EXERCISE AIM: Please write out the items below exactly as they appear, leaving the pictures out of your answer.

DATASET CONTENT:
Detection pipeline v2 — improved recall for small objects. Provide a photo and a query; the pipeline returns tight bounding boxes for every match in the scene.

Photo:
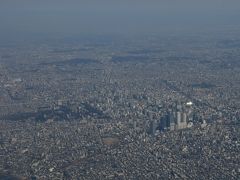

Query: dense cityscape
[0,34,240,179]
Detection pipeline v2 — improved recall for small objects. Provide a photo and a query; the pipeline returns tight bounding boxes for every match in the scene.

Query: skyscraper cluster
[150,102,193,135]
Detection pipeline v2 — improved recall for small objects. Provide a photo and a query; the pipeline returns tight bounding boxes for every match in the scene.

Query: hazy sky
[0,0,240,38]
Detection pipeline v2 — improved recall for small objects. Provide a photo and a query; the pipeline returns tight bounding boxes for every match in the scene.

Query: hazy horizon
[0,0,240,40]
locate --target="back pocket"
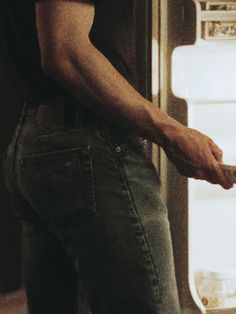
[17,147,96,224]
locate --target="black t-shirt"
[0,0,138,101]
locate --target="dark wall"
[0,41,21,292]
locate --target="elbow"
[41,41,92,79]
[41,53,68,79]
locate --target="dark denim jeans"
[1,105,180,314]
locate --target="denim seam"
[105,138,161,304]
[88,146,97,213]
[11,102,28,183]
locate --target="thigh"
[78,146,180,314]
[14,131,179,314]
[13,190,79,314]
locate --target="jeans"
[1,104,180,314]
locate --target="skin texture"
[36,0,233,189]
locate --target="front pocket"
[17,147,96,224]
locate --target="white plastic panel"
[172,40,236,103]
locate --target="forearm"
[45,42,181,145]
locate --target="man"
[2,0,233,314]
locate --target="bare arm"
[36,0,232,188]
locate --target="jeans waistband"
[25,98,102,129]
[23,98,147,150]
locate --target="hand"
[163,125,233,189]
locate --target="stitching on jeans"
[106,129,161,303]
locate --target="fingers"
[209,139,223,162]
[208,161,234,190]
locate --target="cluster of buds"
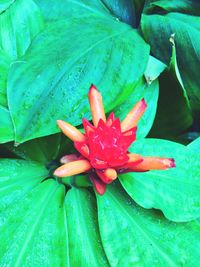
[54,85,175,195]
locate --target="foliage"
[0,0,200,267]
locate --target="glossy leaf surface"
[8,16,149,142]
[97,185,200,267]
[0,0,43,59]
[119,139,200,221]
[65,188,109,267]
[6,134,61,164]
[0,176,68,267]
[0,105,14,143]
[141,13,200,111]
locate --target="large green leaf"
[0,50,11,107]
[114,78,159,139]
[119,139,200,221]
[34,0,111,23]
[0,0,43,59]
[0,0,15,14]
[0,179,68,267]
[145,0,200,15]
[97,185,200,267]
[144,56,167,84]
[65,188,109,267]
[8,16,149,142]
[0,105,14,143]
[0,159,48,207]
[150,69,193,138]
[141,13,200,111]
[35,0,136,26]
[101,0,136,26]
[5,134,61,167]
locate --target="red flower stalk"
[54,85,175,195]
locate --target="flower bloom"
[54,85,175,195]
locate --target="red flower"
[54,85,175,195]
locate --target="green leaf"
[8,16,149,143]
[141,14,200,112]
[65,188,109,267]
[34,0,111,23]
[0,159,48,207]
[97,185,200,267]
[0,180,69,267]
[145,0,200,15]
[113,78,159,139]
[6,134,61,164]
[0,0,44,59]
[188,137,200,154]
[101,0,136,27]
[144,56,167,84]
[0,105,14,143]
[119,139,200,222]
[0,0,15,14]
[150,68,193,139]
[0,50,11,107]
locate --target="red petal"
[106,112,115,127]
[60,154,79,164]
[123,127,137,148]
[74,142,90,158]
[90,158,108,170]
[82,118,95,137]
[96,168,117,184]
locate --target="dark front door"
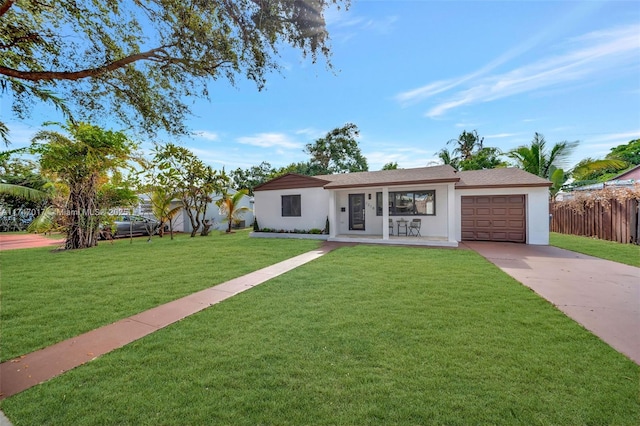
[349,194,364,231]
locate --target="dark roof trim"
[456,182,553,189]
[324,178,460,189]
[253,173,329,192]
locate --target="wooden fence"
[549,199,640,244]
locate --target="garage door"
[462,195,526,243]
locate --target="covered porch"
[327,234,458,247]
[328,182,458,247]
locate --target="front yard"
[549,232,640,267]
[1,233,640,426]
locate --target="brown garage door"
[462,195,526,243]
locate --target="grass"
[0,231,319,361]
[2,240,640,426]
[549,232,640,267]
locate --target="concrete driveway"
[463,241,640,364]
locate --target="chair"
[409,219,422,237]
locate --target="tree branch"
[0,46,181,81]
[0,0,15,16]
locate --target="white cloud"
[236,133,302,149]
[395,25,640,118]
[485,133,518,139]
[193,130,220,141]
[425,25,640,117]
[5,121,41,149]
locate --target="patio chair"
[409,219,422,237]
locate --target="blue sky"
[3,0,640,171]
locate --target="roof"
[317,165,460,189]
[254,165,551,191]
[456,167,552,189]
[253,173,329,192]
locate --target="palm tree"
[447,130,484,161]
[572,158,629,181]
[506,132,578,179]
[149,186,182,240]
[216,189,251,233]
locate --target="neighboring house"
[254,165,551,246]
[140,190,253,232]
[556,165,640,201]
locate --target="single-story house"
[253,165,551,247]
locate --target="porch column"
[447,183,459,242]
[328,190,338,238]
[382,186,389,240]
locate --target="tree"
[304,123,369,175]
[229,161,275,195]
[571,157,629,183]
[216,189,250,233]
[153,143,229,237]
[606,139,640,166]
[506,132,578,179]
[382,161,398,170]
[447,130,484,161]
[438,148,460,170]
[0,0,349,138]
[573,139,640,185]
[459,146,506,170]
[33,123,136,249]
[437,130,506,170]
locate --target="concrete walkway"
[464,241,640,364]
[0,243,348,400]
[0,232,64,251]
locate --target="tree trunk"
[63,176,100,250]
[200,220,213,237]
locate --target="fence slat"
[549,199,640,244]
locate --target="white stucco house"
[252,165,551,247]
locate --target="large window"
[282,195,302,216]
[376,190,436,216]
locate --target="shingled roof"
[316,165,460,189]
[254,165,551,191]
[456,167,552,189]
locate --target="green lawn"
[2,238,640,426]
[549,232,640,267]
[0,231,319,361]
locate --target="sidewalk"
[0,243,344,400]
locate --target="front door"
[349,194,364,231]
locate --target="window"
[376,190,436,216]
[282,195,302,216]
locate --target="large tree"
[437,130,506,170]
[506,132,578,179]
[0,0,348,138]
[33,123,136,249]
[305,123,369,175]
[153,143,229,237]
[573,139,640,181]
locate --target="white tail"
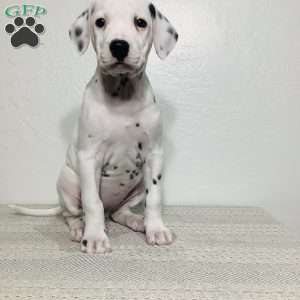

TASK ANSWER:
Detection pipeline v2 — improved recall for small objects. Provide a photo and a query; the pipeline returns tight bounding boxes for every match in the scene.

Photo:

Query: dense cityscape
[0,34,240,179]
Detection pipeline v2 — improved recall for small objects. Provide a photo and a query; the pipeline returns tight bounding boxes for every match in the scene.

Query: skyscraper cluster
[150,102,193,135]
Detection pipeline v2 — improved recall for small objects. Provide a photo and a query; the pipeline returns tight bounding boxes for every match in the scene.

Query: hazy sky
[0,0,240,38]
Detection pipeline v2 — improved recall for small objects. Provide a photo and a query; the pipeline returns tight bounding boxes for every match in the scene.

Query: hazy horizon
[0,0,240,40]
locate --target="back pocket"
[17,147,96,224]
locate --target="black t-shirt"
[0,0,138,101]
locate --target="dark wall"
[0,41,21,292]
locate --target="elbow"
[41,41,92,79]
[41,53,68,79]
locate --target="dark denim jeans"
[1,105,180,314]
locate --target="denim seam"
[105,138,161,304]
[88,146,97,213]
[11,102,28,183]
locate --target="thigh"
[78,146,180,314]
[14,131,179,314]
[13,190,79,314]
locate --target="jeans"
[1,104,180,314]
locate --target="skin texture"
[36,0,233,189]
locate --target="front pocket"
[17,147,96,224]
locate --target="white plastic panel"
[172,40,236,103]
locate --target="forearm"
[45,42,181,145]
locate --target="man"
[2,0,233,314]
locate --target="bare arm"
[36,0,232,188]
locate --target="jeans waistband"
[25,98,102,129]
[23,98,147,150]
locate --target="hand"
[163,125,233,189]
locate --target="stitching on jeans"
[106,129,161,303]
locate --target="fingers"
[209,139,223,162]
[208,161,234,190]
locate --target="cluster of buds"
[54,85,175,195]
locate --target="foliage"
[0,0,200,267]
locate --target="glossy leaf surface"
[8,16,149,142]
[97,185,200,267]
[0,0,43,59]
[119,139,200,221]
[65,188,109,267]
[6,134,61,164]
[0,176,68,267]
[0,105,14,143]
[141,13,200,111]
locate --target="large green leaf"
[0,50,11,107]
[114,78,159,139]
[119,139,200,221]
[34,0,111,23]
[0,0,43,59]
[0,0,15,14]
[0,179,68,267]
[145,0,200,15]
[97,185,200,267]
[144,56,167,84]
[65,188,109,267]
[8,16,149,142]
[0,105,14,143]
[0,159,48,207]
[150,69,193,138]
[141,13,200,111]
[35,0,136,26]
[101,0,136,26]
[5,134,61,167]
locate --target="red flower stalk"
[54,85,175,195]
locate --target="flower bloom"
[54,85,175,195]
locate --target="red flower"
[54,85,175,195]
locate --target="green leaf"
[8,16,149,143]
[141,14,200,112]
[65,188,109,267]
[34,0,111,23]
[0,159,48,207]
[97,185,200,267]
[0,180,69,267]
[145,0,200,15]
[113,78,159,139]
[6,134,61,164]
[0,0,44,59]
[188,137,200,154]
[101,0,136,27]
[144,56,167,84]
[0,105,14,143]
[119,139,200,222]
[0,0,15,14]
[150,68,193,139]
[0,50,11,107]
locate --target="red petal"
[106,112,115,127]
[60,154,79,164]
[123,127,137,148]
[74,142,90,158]
[90,158,108,170]
[82,118,95,137]
[96,168,117,184]
locate --target="dark front door"
[349,194,364,231]
locate --target="dark roof trim"
[456,182,553,189]
[324,178,460,189]
[253,173,329,192]
locate --target="wooden fence"
[549,199,640,244]
locate --target="garage door"
[462,195,526,243]
locate --target="covered porch"
[327,234,458,247]
[328,182,458,247]
locate --target="front yard"
[549,232,640,267]
[1,233,640,426]
locate --target="brown garage door"
[462,195,526,243]
locate --target="grass"
[0,231,319,361]
[2,240,640,426]
[549,232,640,267]
locate --target="concrete driveway"
[463,241,640,364]
locate --target="chair"
[409,219,422,237]
locate --target="tree branch"
[0,46,181,81]
[0,0,15,16]
locate --target="white cloud"
[236,133,302,149]
[395,25,640,118]
[485,133,518,139]
[193,130,220,141]
[425,25,640,117]
[5,121,41,149]
locate --target="patio chair"
[409,219,422,237]
locate --target="blue sky"
[3,0,640,171]
locate --target="roof"
[317,165,460,189]
[254,165,551,191]
[456,167,552,189]
[253,173,329,192]
locate --target="palm tree"
[447,130,484,161]
[572,158,629,181]
[506,132,578,179]
[149,186,182,240]
[216,189,251,233]
locate --target="neighboring house"
[254,165,551,246]
[140,190,253,232]
[556,165,640,201]
locate --target="single-story house"
[253,165,551,247]
locate --target="porch column"
[447,183,459,242]
[328,190,338,238]
[382,186,389,240]
locate --target="tree"
[304,123,369,175]
[229,161,275,195]
[571,157,629,183]
[216,189,250,233]
[153,143,229,237]
[606,139,640,166]
[506,132,578,179]
[382,161,398,170]
[447,130,484,161]
[438,148,460,170]
[0,0,349,138]
[573,139,640,185]
[459,146,506,170]
[33,123,136,249]
[437,130,506,170]
locate --target="concrete walkway"
[464,241,640,364]
[0,243,348,400]
[0,232,64,251]
locate --target="tree trunk"
[63,176,100,250]
[200,220,213,237]
locate --target="fence slat"
[549,199,640,244]
locate --target="white stucco house"
[252,165,551,247]
locate --target="large window"
[282,195,302,216]
[376,190,436,216]
locate --target="shingled roof"
[316,165,460,189]
[254,165,551,191]
[456,167,552,189]
locate --target="green lawn"
[2,238,640,426]
[549,232,640,267]
[0,231,319,361]
locate --target="sidewalk"
[0,243,344,400]
locate --target="front door"
[349,194,364,231]
locate --target="window"
[376,190,436,216]
[282,195,302,216]
locate --target="large tree"
[437,130,506,170]
[506,132,578,179]
[0,0,348,138]
[33,123,136,249]
[305,123,369,175]
[153,143,229,237]
[573,139,640,181]
locate --target="white tail"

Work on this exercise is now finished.